= PAGE TEXT =
⁂

Add all of the host names and IP addresses of your shard hosts to the shard catalog.

As part of the deployment process, the shard director contacts the shards and directs them to register with the shard director’s TNS listener process. This listener process only accepts incoming registration requests from trusted sources and will reject registration requests from unknown hosts.

If your shard hosts have multiple host names or network interfaces assigned to them, it is possible that the incoming registration request to the shard director may come from a host that was not automatically added during ADD SHARD. In this case, the registration request is rejected and the shard will not deploy correctly. The visible symptom of this problem will be that CONFIG SHARD shows PENDING for the shard’s Availability after DEPLOY has completed.

To avoid this issue, use the GDSCTL ADD INVITEDNODE command to manually add all host names and IP addresses of your shard hosts to the shard catalog metadata.

  1. View a list of trusted hosts.

    By default, the ADD SHARD command adds the default host name of the shard host to the shard catalog metadata, so that any registration requests from that host to the shard director will be accepted. You can view the list of trusted hosts by running the GDSCTL CONFIG VNCR command.

    GDSCTL> config vncr
  2. Ping from all of the hosts in the configuration to verify successful host name resolution.

⁂

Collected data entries

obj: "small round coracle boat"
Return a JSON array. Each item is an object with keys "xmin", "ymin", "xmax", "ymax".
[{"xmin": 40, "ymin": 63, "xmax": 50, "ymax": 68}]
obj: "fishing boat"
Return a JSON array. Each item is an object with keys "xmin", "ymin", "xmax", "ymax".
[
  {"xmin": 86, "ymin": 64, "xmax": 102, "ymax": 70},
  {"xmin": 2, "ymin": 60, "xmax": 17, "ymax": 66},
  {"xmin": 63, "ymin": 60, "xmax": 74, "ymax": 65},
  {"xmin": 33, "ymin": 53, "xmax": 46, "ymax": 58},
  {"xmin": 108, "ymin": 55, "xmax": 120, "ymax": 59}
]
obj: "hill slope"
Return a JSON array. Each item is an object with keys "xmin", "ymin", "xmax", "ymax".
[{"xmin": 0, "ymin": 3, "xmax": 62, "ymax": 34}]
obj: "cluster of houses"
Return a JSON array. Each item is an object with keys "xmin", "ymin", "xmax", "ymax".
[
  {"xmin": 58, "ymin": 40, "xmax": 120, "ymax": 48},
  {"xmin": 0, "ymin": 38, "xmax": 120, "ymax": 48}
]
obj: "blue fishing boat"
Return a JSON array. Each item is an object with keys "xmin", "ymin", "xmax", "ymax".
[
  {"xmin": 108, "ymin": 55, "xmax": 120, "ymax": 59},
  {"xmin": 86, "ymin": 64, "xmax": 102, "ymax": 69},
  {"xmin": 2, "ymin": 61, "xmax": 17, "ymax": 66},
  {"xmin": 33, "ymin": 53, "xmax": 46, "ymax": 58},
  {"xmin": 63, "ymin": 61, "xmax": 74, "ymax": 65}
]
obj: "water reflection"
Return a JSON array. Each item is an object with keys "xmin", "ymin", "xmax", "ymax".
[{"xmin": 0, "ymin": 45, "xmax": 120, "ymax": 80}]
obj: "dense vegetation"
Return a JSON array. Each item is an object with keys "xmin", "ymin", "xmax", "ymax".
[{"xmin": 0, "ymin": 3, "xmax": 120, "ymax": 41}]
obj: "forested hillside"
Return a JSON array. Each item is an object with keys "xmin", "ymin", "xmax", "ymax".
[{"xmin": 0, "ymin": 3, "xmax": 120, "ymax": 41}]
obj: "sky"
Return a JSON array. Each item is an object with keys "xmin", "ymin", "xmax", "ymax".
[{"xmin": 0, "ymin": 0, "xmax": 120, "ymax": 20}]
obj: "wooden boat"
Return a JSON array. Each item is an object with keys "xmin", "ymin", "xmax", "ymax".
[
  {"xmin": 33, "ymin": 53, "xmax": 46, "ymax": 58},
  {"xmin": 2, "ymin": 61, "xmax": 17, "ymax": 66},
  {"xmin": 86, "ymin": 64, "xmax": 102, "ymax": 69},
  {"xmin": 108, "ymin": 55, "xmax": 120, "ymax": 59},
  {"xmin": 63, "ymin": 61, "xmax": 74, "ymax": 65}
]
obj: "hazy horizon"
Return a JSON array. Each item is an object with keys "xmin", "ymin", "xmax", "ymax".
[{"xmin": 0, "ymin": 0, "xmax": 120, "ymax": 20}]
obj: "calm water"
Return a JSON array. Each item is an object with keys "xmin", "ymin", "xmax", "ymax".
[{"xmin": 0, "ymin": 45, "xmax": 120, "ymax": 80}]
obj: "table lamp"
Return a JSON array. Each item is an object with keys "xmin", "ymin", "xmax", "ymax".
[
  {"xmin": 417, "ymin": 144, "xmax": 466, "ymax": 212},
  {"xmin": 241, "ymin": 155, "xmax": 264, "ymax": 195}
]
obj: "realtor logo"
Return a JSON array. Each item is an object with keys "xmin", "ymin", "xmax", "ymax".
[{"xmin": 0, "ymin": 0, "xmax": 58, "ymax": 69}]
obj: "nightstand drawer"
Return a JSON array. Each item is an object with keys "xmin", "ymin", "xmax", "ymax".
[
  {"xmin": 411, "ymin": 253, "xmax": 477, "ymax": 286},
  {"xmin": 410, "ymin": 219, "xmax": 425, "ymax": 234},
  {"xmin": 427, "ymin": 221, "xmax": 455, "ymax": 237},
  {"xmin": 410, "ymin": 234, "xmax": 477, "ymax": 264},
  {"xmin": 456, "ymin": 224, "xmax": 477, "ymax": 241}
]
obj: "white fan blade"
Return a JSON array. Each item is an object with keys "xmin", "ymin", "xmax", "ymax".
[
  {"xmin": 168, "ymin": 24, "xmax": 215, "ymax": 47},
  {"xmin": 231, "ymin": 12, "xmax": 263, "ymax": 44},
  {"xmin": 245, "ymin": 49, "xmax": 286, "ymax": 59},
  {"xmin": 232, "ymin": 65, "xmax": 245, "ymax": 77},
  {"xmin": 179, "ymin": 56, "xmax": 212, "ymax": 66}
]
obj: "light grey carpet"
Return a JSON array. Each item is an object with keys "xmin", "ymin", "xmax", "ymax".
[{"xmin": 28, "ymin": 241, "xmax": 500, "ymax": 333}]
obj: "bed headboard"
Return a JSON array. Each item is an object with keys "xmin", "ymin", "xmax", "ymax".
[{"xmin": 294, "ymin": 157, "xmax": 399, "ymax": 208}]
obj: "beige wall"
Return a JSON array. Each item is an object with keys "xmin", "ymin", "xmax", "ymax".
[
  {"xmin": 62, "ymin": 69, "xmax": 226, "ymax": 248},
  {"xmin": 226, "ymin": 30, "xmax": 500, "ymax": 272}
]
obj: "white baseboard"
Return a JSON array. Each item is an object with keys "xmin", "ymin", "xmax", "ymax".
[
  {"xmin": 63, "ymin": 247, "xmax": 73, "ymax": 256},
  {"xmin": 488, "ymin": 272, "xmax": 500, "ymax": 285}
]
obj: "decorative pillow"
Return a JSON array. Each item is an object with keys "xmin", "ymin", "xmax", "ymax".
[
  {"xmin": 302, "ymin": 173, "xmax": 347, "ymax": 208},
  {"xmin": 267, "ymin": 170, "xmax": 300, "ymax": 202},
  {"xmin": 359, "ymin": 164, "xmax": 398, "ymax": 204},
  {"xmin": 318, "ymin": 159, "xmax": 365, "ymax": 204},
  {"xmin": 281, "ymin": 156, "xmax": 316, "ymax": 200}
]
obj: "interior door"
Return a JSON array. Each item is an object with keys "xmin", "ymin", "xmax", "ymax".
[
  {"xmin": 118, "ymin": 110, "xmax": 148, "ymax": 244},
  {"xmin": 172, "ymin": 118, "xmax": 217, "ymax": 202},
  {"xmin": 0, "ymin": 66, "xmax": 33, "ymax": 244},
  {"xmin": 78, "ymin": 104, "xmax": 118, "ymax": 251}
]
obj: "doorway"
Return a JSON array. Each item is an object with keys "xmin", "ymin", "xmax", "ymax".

⁂

= TASK DETAILS =
Copy out the entire text on adding shard host names and IP addresses to the shard catalog, word for word, from start to finish.

= EXPECTED OUTPUT =
Add all of the host names and IP addresses of your shard hosts to the shard catalog.

As part of the deployment process, the shard director contacts the shards and directs them to register with the shard director’s TNS listener process. This listener process only accepts incoming registration requests from trusted sources and will reject registration requests from unknown hosts.

If your shard hosts have multiple host names or network interfaces assigned to them, it is possible that the incoming registration request to the shard director may come from a host that was not automatically added during ADD SHARD. In this case, the registration request is rejected and the shard will not deploy correctly. The visible symptom of this problem will be that CONFIG SHARD shows PENDING for the shard’s Availability after DEPLOY has completed.

To avoid this issue, use the GDSCTL ADD INVITEDNODE command to manually add all host names and IP addresses of your shard hosts to the shard catalog metadata.

  1. View a list of trusted hosts.

    By default, the ADD SHARD command adds the default host name of the shard host to the shard catalog metadata, so that any registration requests from that host to the shard director will be accepted. You can view the list of trusted hosts by running the GDSCTL CONFIG VNCR command.

    GDSCTL> config vncr
  2. Ping from all of the hosts in the configuration to verify successful host name resolution.